2012-10-08

Macaroni

“Reports of my death are greatly exaggerated,” Mark Twain once remarked, and today’s independent booksellers could take that same line as their motto, to judge from the energies on display at the recent Heartland Fall Forum in Minneapolis. Now that the Great Lakes folks have joined forces with the Upper Midwest contingent, the forum can lay claim to being the largest regional book convention in the US.

Old-timers are still waxing nostalgic about how big it used to be, twenty years ago: “The Random House booth alone took up an entire aisle! And their tables were stacked high with freebees!”

Well, there used to be a lot of tractors on display at the state fair, too.

My own perspective on the event, which I was privileged to attend as a representative of Nodin Press, is flavored by the fact that I’m not there to sell books (like a publisher) or to find out about the newest releases, with the end in mind of placing an order (like an independent bookseller) or to “snatch” books to pad my online sales catalog or personal library (“Who are those guys?”). I’m there to help set up the booth, answer an occasional question, run errands…and catch up with old friends in the book industry.

I had a ball.

The Nodin booth was perfectly situated in a corner location, looking out on the floor in two directions, and beyond through the tall windows of the retrofitted Old Milwaukee Railroad depot to the golden leaves of the locust trees and the skyscrapers downtown. Nodin’s distributor, Adventure Publications, was to our right; the U of M Press was to our left, with their latest crop of sparking regional titles; and old pals from the Wisconsin Historical Society were right across the way.

I enjoyed seeing that welcoming smile from Ryan Jacobson in the Adventure Booth as I arrived to help Norton hang the cover posters Thursday afternoon. I get emails from him throughout the year urging me to send some cover file or promotional material ASAP, preferably in Excel format. The wording is cordial but emails tend to carry a frosty edge. (I’ve become a fan of the smiley face.)

Task instructions
Reproduce the passage from the Heartland Fall Forum account above word for word, starting at "My own perspective" and running up to and including "had a ball.".

Data excerpts

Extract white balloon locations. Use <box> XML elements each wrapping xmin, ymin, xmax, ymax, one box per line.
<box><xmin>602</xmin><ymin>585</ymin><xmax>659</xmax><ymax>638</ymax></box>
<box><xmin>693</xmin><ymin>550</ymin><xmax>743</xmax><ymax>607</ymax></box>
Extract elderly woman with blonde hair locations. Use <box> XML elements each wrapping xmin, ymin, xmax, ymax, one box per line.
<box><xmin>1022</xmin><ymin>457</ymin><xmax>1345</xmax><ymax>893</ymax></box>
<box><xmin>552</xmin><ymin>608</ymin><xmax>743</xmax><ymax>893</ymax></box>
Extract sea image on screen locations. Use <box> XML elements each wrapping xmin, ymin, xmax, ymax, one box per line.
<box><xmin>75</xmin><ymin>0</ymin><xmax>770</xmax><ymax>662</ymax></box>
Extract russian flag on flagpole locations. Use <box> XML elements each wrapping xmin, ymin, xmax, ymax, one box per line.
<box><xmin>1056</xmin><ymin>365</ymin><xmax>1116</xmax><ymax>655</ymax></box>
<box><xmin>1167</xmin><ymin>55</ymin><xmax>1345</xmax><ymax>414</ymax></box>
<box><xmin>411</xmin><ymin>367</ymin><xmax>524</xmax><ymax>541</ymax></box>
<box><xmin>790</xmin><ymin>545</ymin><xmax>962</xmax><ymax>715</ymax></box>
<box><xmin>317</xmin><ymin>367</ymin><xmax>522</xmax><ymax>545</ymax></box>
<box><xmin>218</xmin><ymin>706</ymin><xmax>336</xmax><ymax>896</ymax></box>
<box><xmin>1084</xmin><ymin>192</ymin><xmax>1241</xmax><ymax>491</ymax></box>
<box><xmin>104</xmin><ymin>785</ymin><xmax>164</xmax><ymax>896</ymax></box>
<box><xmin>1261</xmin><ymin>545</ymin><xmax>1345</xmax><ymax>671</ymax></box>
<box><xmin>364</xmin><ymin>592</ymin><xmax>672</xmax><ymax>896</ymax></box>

Exercise answer
My own perspective on the event, which I was privileged to attend as a representative of Nodin Press, is flavored by the fact that I’m not there to sell books (like a publisher) or to find out about the newest releases, with the end in mind of placing an order (like an independent bookseller) or to “snatch” books to pad my online sales catalog or personal library (“Who are those guys?”). I’m there to help set up the booth, answer an occasional question, run errands…and catch up with old friends in the book industry.

I had a ball.